■ What you are asked to do ■
Put every line of the listing below into a numbered list, skipping any blank lines. Leave the pictures out of your answer.

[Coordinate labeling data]
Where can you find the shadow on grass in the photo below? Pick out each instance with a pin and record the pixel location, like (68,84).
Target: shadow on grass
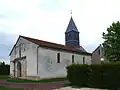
(17,80)
(8,88)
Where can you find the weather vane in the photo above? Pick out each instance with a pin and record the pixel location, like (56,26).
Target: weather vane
(71,12)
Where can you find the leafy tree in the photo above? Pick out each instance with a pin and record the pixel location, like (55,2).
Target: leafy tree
(112,42)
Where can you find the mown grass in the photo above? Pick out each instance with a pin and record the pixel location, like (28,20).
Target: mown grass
(8,88)
(42,80)
(4,76)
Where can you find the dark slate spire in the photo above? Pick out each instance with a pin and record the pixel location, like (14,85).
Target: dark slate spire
(71,26)
(72,35)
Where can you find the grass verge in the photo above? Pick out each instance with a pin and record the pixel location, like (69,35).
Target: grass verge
(8,88)
(42,80)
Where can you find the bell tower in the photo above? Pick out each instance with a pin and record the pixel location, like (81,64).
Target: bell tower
(72,35)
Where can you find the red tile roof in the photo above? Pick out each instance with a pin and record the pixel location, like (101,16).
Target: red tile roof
(52,45)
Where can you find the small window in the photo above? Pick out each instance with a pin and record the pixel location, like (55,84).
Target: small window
(72,58)
(83,60)
(99,51)
(58,57)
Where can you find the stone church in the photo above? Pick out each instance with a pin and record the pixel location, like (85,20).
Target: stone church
(31,58)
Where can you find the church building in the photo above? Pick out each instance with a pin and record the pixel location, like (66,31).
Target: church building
(31,58)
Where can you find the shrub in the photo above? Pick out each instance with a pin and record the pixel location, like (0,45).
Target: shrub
(78,74)
(95,76)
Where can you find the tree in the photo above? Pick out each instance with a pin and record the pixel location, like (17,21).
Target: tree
(112,42)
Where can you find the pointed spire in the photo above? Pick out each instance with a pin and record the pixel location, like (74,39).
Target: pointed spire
(71,26)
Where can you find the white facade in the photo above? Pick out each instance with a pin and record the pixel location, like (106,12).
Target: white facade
(41,61)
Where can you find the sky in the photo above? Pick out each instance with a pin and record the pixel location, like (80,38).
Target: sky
(48,19)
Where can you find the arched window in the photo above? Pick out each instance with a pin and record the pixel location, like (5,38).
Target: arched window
(72,58)
(83,60)
(58,57)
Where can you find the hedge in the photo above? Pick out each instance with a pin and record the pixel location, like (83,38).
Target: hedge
(95,76)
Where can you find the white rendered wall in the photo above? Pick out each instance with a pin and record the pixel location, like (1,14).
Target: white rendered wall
(52,68)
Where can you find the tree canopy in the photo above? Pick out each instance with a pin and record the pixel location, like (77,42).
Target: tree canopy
(112,42)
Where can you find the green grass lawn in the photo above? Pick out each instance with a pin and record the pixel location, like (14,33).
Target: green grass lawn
(3,76)
(8,88)
(43,80)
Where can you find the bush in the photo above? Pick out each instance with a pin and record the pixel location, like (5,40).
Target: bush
(4,69)
(78,74)
(95,76)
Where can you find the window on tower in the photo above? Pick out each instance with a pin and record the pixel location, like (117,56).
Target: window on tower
(72,58)
(83,60)
(58,57)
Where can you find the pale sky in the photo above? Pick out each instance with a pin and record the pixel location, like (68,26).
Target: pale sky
(48,19)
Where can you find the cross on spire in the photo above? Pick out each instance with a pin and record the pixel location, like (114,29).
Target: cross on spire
(71,12)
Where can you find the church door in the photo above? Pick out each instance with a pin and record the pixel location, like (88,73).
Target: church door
(18,69)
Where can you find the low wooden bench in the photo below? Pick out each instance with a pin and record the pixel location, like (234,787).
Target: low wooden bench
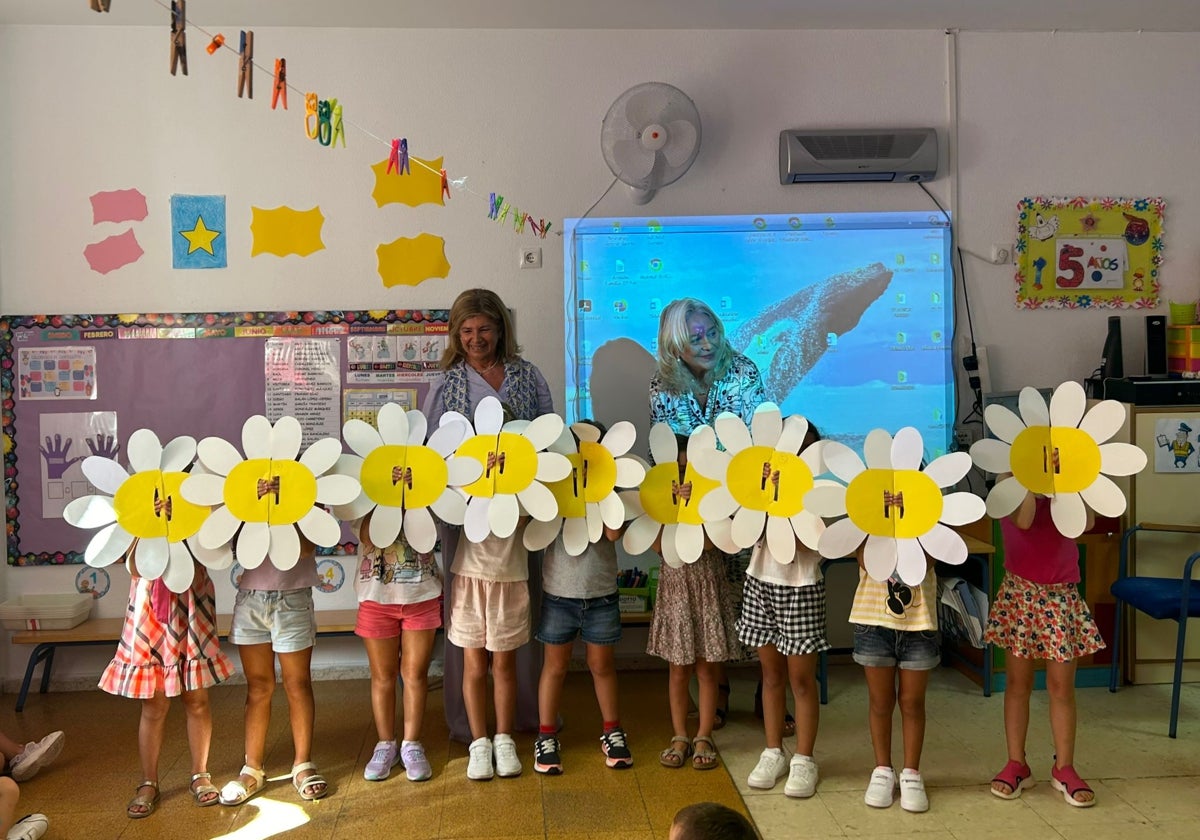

■ Correct output ■
1. Where can you find the shadow on grass in the photo below? Pick out each instance with a pin and record the pixel location, like (68,84).
2. Target: shadow on grass
3. (17,80)
4. (8,88)
5. Where can you find the weather vane in the photo above? Pick out each instance with a pin and record the pixel location, like (56,26).
6. Target: weather vane
7. (71,12)
8. Where can you find the leafy tree in the photo above? Pick out each instance with a pin and record the pixel location, like (55,2).
9. Target: leafy tree
10. (112,42)
11. Where can you find the mown grass in the photo above? Pick out each instance with a pin and record the pixel location, like (28,20).
12. Target: mown grass
13. (8,88)
14. (42,80)
15. (4,76)
16. Where can you find the dark slate spire in the photo above? Pick out each instance with a pin and record the pixel location, like (14,85).
17. Target: dark slate spire
18. (71,26)
19. (72,35)
20. Where can you find the grass verge in the photo above? Pick out each instance with a pin and record the pixel location, like (69,35).
21. Target: grass verge
22. (8,88)
23. (42,80)
24. Where can you find the bell tower in the photo above? Pick out each instance with a pin and record the pixel location, like (81,64).
25. Target: bell tower
26. (72,35)
27. Where can you find the red tile roof in the photo above? Pick out each instance with a pin and record the pixel location, like (101,16).
28. Target: red tile roof
29. (52,45)
30. Where can you find the small window in the photo above? Pick out each instance with a pin and record the pixel location, like (55,84).
31. Target: small window
32. (72,58)
33. (83,60)
34. (99,51)
35. (58,57)
36. Where can you find the stone church in the photo above? Pick out each instance with a pin and record the pixel location, like (85,20).
37. Target: stone church
38. (31,58)
39. Where can you find the church building in the photo above? Pick out each instance with a pin and record the pixel location, like (66,31).
40. Target: church building
41. (31,58)
42. Where can you find the shrub in the photo above? Pick out each instance with a pin and record the pixel location, like (0,45).
43. Target: shrub
44. (78,74)
45. (95,76)
46. Where can you find the tree in the photo above? Pick out each instance with a pin and record the pixel location, like (17,21).
47. Target: tree
48. (112,42)
49. Where can you find the pointed spire in the photo above? Pick out each instance with a pin and record the pixel location, like (74,39).
50. Target: pointed spire
51. (71,26)
52. Where can you find the white facade in the photo above? Pick out each instance with a pin and record the pixel location, like (106,12).
53. Target: white facade
54. (41,61)
55. Where can you find the sky in the photo above? Pick out each instance with a pin and record the pixel location, like (80,38).
56. Target: sky
57. (48,19)
58. Where can you find the arched window in the photo above? Pick out each instance with a pin and record the pixel location, like (5,38).
59. Target: arched window
60. (72,58)
61. (83,60)
62. (58,57)
63. Where can you find the hedge in the photo above? Pick out each instance with a pin and record the pixel location, like (83,38).
64. Target: hedge
65. (95,76)
66. Where can you find the white rendered wall in the photo above? Pick out each instance with a pin and record the pixel location, like (1,14).
67. Target: white rendered wall
68. (52,68)
69. Where can you find the tree canopy in the photo above? Pick out each instance with a pin and record the pixel location, like (77,42).
70. Target: tree canopy
71. (112,42)
72. Where can you find the green grass lawn in the photo above? Pick out each instance with a pin and record the pixel location, like (14,33).
73. Target: green grass lawn
74. (3,76)
75. (8,88)
76. (43,80)
77. Where can you find the bush in the photo above? Pick out each instance with a pin and record the pixel location, like (5,40).
78. Target: bush
79. (4,69)
80. (78,74)
81. (95,76)
82. Where can you find the window on tower in the photo above? Pick out each instance with a pin and record the pixel location, like (117,56).
83. Target: window on tower
84. (72,58)
85. (83,60)
86. (58,57)
87. Where can you find the pale sky in the photo above? Pick out each instance with a pin and record the pixel location, like (68,26).
88. Target: pale sky
89. (48,19)
90. Where can you find the cross on spire in the photo above? Pick out each instance with a pin and record the pixel location, like (114,29).
91. Target: cross on spire
92. (71,12)
93. Where can you find the church door in the photo above? Pick out each instance with a pin and record the pixel location, like (88,73).
94. Target: church door
95. (18,69)
96. Where can you find the low wooden bench in the photo below? Pick out each instance with a pin and record the pixel location, like (234,787).
97. Target: low wooden bench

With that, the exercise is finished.